* Task instructions *
Rewrite the lines starting with the line containing "# point at: front" and going on through the line containing "x=325, y=183", swapping "yellow dumpster" for "green dumpster" and changing nothing else. Leave the pictures out of your answer.
╭─ Recorded data
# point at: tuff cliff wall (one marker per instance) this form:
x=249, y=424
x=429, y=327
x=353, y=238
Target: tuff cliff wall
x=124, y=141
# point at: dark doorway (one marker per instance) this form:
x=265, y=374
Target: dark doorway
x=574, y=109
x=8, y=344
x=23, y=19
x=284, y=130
╰─
╭─ Recorded data
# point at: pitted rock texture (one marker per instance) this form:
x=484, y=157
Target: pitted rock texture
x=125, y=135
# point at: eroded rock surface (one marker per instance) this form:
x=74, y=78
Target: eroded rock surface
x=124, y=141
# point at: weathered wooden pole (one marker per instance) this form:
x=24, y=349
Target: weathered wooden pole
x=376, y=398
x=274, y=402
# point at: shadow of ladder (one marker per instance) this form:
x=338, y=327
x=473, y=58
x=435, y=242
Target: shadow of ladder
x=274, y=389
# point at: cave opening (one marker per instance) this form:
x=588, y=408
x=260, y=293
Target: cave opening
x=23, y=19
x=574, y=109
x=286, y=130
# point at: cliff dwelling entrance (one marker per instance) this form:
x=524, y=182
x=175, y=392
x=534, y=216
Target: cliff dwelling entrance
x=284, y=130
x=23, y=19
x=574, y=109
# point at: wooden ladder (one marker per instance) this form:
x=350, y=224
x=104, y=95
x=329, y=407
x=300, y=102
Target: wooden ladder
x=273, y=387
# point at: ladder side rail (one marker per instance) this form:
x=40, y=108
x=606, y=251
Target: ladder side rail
╰─
╭─ Recorded data
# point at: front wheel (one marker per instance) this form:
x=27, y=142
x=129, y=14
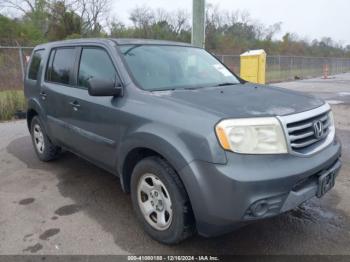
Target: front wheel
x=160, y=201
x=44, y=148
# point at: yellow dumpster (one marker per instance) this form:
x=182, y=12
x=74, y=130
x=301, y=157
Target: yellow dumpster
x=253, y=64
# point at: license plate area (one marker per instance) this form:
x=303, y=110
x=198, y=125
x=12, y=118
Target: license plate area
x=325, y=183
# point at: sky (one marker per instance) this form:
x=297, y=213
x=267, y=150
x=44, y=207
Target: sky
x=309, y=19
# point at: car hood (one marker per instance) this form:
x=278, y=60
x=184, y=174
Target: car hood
╰─
* Answer to this task *
# point at: front wheel (one marker per instance) this form:
x=27, y=142
x=129, y=14
Target: front wheel
x=160, y=201
x=44, y=148
# point at: green dumpster (one marker per instance) this form:
x=182, y=12
x=74, y=130
x=301, y=157
Target: green dumpster
x=253, y=64
# point at: license plate area (one marker per instance) this form:
x=303, y=110
x=198, y=125
x=12, y=118
Target: license plate area
x=325, y=183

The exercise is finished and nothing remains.